- [Requirement] Reproduce word for word the part of the passage on Bengal that begins at the words "Bengal was known" and stops after "and its Bengalis.".

- [Passage given]

The reason for this is not only that I am an old and crazy lout but also because I lived most of my life in Bengal, and most of it when it was under the Red Rule.

Bengal was the heaven where civilization meant:

"Plain living and high thinking"

unlike the rest of India where it is now the other way round.

Bengal was known not for its moneymakers but for its writers, singers, actors, dancers, movie makers, painters and sculptors...not to speak of the first IIT that was established in India where the cream of the country read and taught.

The only part of India that left its indelible mark on me during my age of innocence was Bengal; and its Bengalis. 

I first heard of Swami Vivekananda and Ramakrishna Paramahamsa and Netajee Subash Bose in my childhood at my home. And as soon as I entered my university at Vizagh I heard of writers with unfamiliar names like Saha and P Ray and Chatterjees and Banerjees, to say nothing of Tagore and Sharat Chandra Chatterjee and Satyajit Ray.

And on landing up in Bengal in 1965 I found it the cheapest place to live in the whole world. I guess it still is. 


It banished, by and by, all its polluting industries and drove the rest away. 


We at IIT KGP were happy with cycle rickshaws and pushbikes for most of our time there. The only car that was visible on our roads was the Ambassador and it refused to die, till recently. 


And the best shop in Gole Bazaar then was the Bata. We used to go there just to relish its ambiance. Shop-floor assistants welcomed us and made us sit in luxurious swinging cane chairs, and sat in front of us on the floor and massaged our feet tenderly. It was pure joy. And then it started fleecing its customers. And it duly went down under the impact of our left-front's civilizing influence...first the cane chairs vanished and then the shop-floor hosts and then the shoes (including, once again, their Ambassador), and then the shop itself...

Living got cheaper and cheaper in Bengal, and Calcutta turned out to be the cheapest city in the world. The EMUs arrived duly and travel got dead cheap between KGP and Cal. And the romantic trams which resisted all evil influences to render them into museum pieces. Metro came and it became the best and cheapest mode of mass transit.

Even when Gudur got its rickety 3-wheeler autos, KGP roads remained untouched and unpolluted by them. 

South India started getting more and more dehumanized even in its kitchens. Its favorite idlis ceased to be made by tender hands of loving ladies.

- [Data entries]
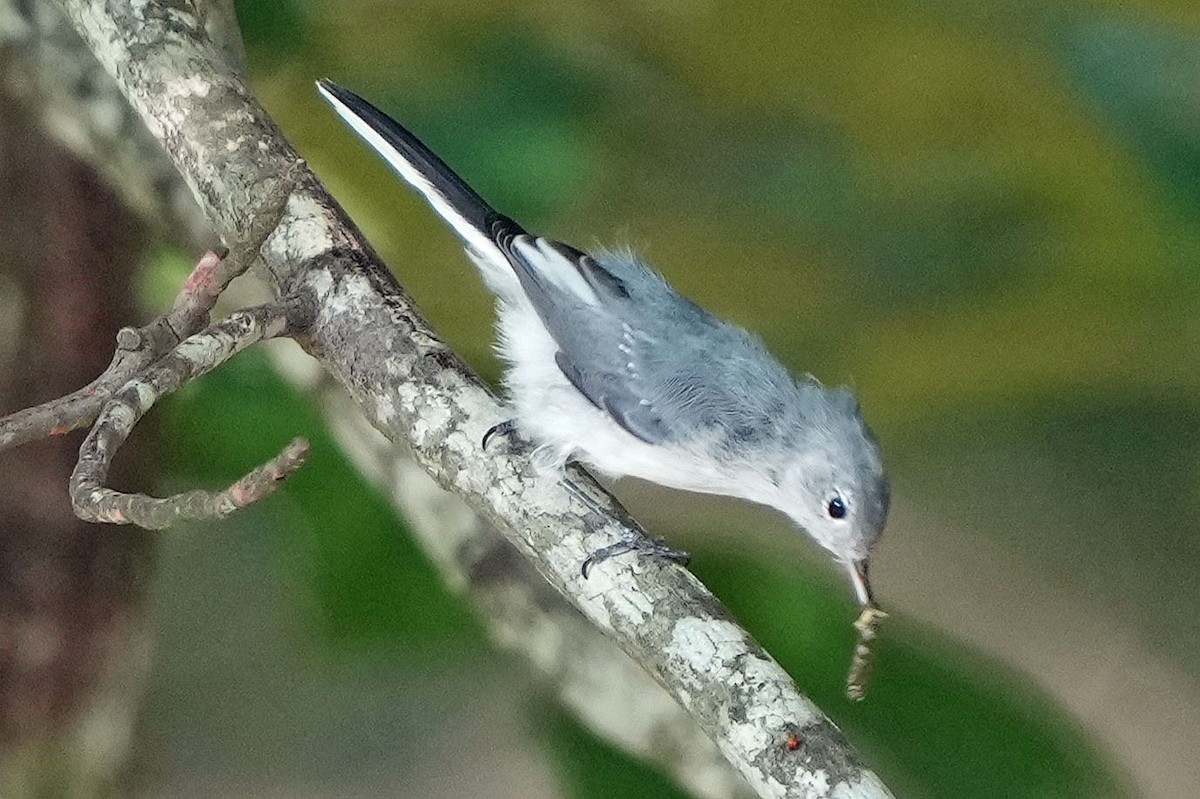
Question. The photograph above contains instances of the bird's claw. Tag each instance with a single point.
(640, 545)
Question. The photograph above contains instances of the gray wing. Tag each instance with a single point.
(659, 365)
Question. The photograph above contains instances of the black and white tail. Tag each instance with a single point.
(459, 204)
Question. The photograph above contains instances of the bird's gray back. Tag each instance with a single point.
(660, 365)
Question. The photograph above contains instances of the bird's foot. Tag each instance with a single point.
(640, 545)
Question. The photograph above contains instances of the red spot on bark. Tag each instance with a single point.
(201, 280)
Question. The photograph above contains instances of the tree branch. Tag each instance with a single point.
(414, 390)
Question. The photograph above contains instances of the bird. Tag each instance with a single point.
(607, 365)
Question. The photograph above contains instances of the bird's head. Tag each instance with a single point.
(832, 482)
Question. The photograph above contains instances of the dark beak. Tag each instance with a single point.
(862, 582)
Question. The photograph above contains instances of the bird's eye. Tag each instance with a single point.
(837, 508)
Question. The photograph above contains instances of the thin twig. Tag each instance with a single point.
(192, 358)
(136, 349)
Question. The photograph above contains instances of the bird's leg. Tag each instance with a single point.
(635, 542)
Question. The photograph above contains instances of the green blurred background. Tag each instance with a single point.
(983, 215)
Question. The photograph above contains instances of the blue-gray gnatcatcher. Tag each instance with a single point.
(610, 366)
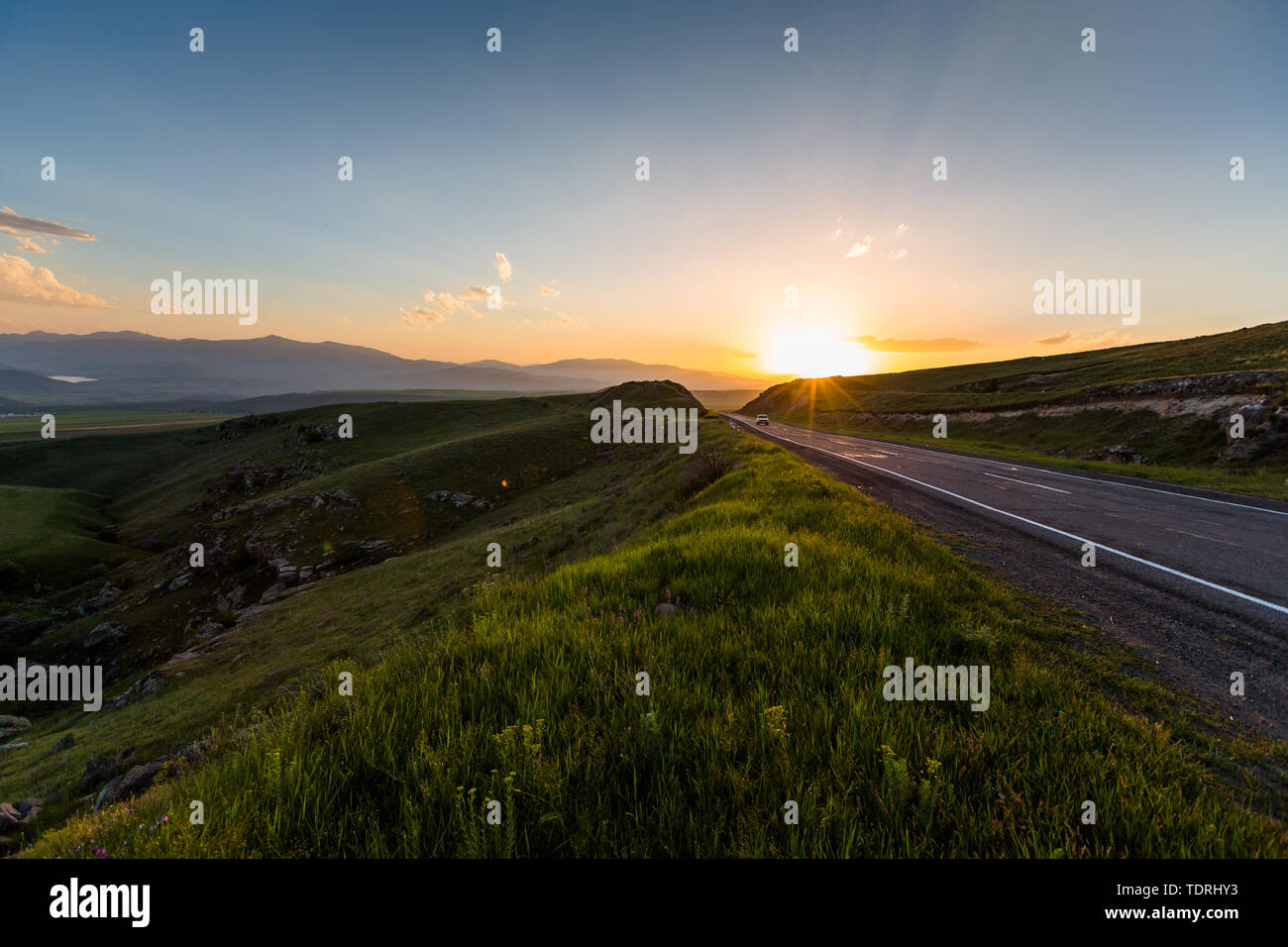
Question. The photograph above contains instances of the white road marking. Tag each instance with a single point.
(1061, 532)
(1024, 482)
(1057, 474)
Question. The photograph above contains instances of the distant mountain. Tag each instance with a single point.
(138, 368)
(13, 381)
(612, 371)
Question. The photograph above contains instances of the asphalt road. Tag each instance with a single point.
(1198, 578)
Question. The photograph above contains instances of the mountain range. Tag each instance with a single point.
(138, 368)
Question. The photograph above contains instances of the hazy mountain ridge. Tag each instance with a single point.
(134, 367)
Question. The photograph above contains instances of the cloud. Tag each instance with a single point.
(12, 221)
(29, 244)
(446, 302)
(24, 282)
(874, 344)
(561, 318)
(1091, 341)
(1108, 338)
(861, 249)
(1056, 339)
(420, 315)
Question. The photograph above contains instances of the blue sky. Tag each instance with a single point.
(767, 166)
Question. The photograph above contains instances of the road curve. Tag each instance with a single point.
(1197, 578)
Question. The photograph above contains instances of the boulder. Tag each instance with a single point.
(102, 768)
(106, 631)
(13, 724)
(20, 813)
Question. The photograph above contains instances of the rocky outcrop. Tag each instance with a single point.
(18, 813)
(106, 631)
(140, 779)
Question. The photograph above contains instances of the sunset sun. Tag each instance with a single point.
(815, 354)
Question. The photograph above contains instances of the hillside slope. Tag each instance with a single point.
(765, 686)
(1158, 410)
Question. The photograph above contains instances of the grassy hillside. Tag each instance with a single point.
(765, 686)
(51, 532)
(386, 549)
(1158, 410)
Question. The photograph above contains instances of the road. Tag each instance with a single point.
(1198, 578)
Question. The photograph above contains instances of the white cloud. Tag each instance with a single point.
(420, 315)
(861, 249)
(24, 282)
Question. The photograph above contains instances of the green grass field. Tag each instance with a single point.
(1059, 407)
(80, 423)
(765, 685)
(47, 534)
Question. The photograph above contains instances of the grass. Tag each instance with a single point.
(80, 423)
(1051, 414)
(47, 534)
(765, 686)
(1034, 440)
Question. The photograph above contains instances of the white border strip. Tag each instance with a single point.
(1051, 528)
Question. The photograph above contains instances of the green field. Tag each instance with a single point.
(1070, 408)
(48, 534)
(80, 423)
(519, 684)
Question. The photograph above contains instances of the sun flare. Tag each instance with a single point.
(815, 354)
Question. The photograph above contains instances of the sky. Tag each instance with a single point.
(768, 170)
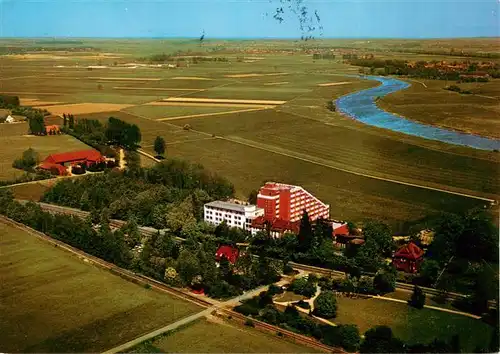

- [In response]
Bengal was known not for its moneymakers but for its writers, singers, actors, dancers, movie makers, painters and sculptors...not to speak of the first IIT that was established in India where the cream of the country read and taught.

The only part of India that left its indelible mark on me during my age of innocence was Bengal; and its Bengalis.